═══ Material supplied

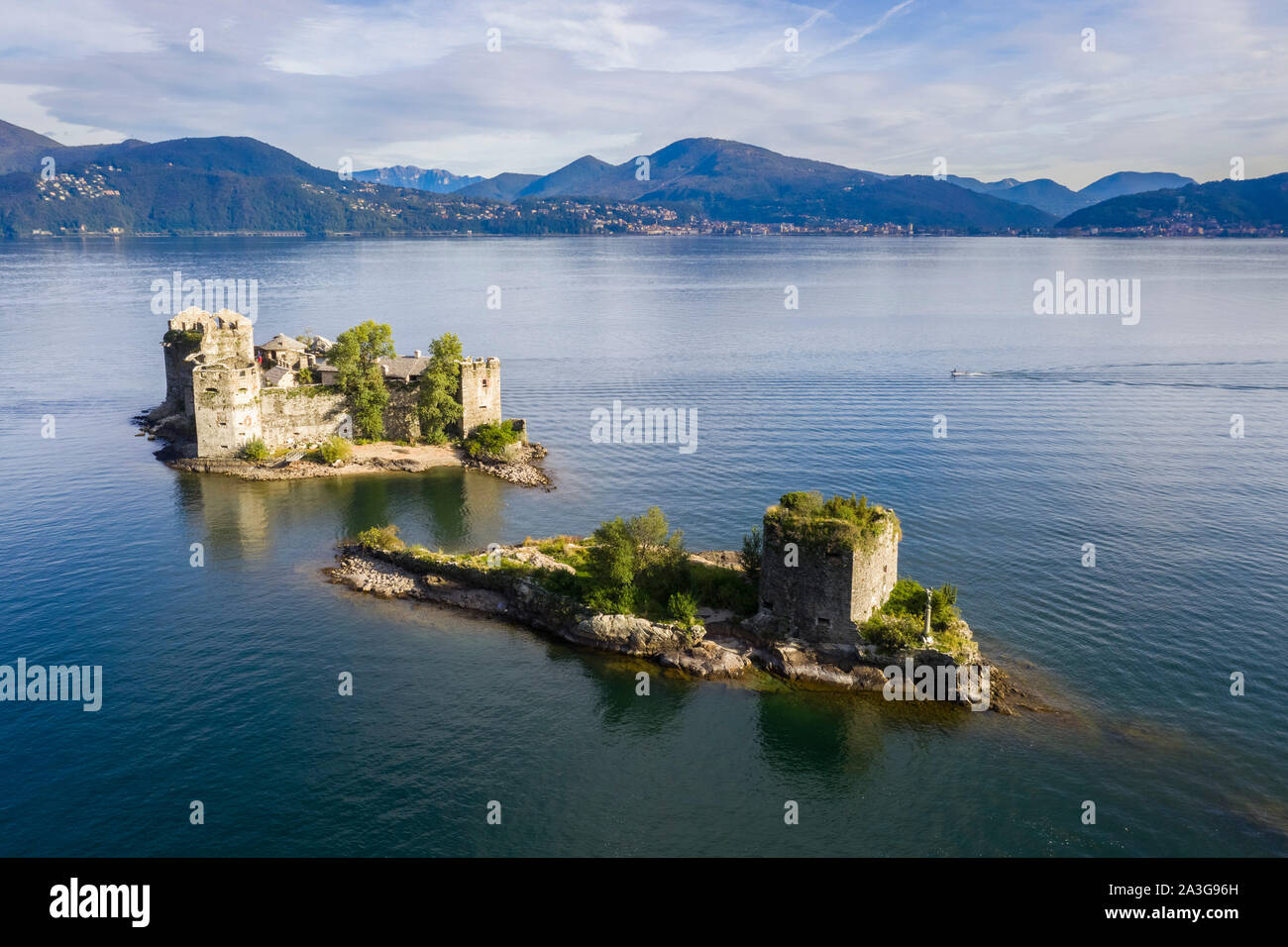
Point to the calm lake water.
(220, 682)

══════
═══ Material supplied

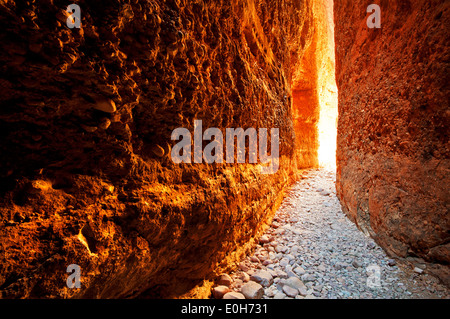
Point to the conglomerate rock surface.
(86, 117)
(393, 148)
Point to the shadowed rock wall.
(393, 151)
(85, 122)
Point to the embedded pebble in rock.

══════
═══ Material supplied

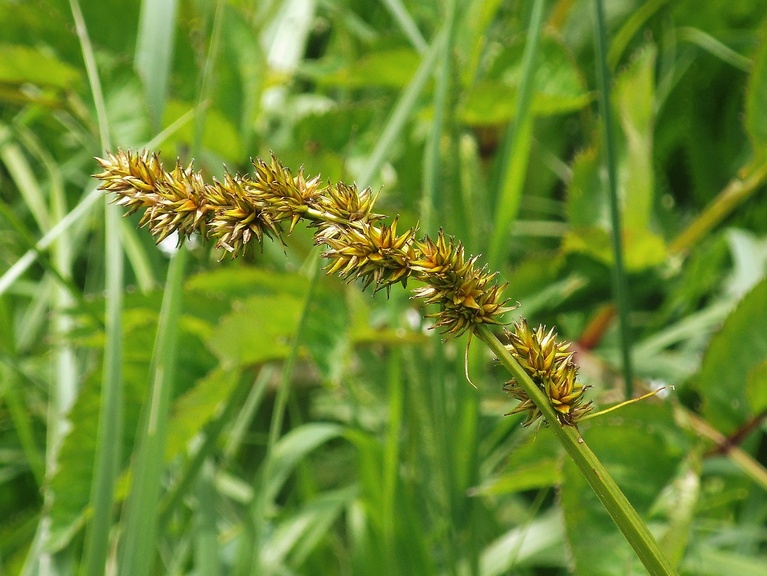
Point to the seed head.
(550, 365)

══════

Which lines in the entries above contain the word "Point"? Collect each of them and copy it out whole.

Point to the calm lake water.
Point to the conglomerate rock surface.
Point to the shadowed rock wall.
Point to the embedded pebble in rock.
Point to the seed head.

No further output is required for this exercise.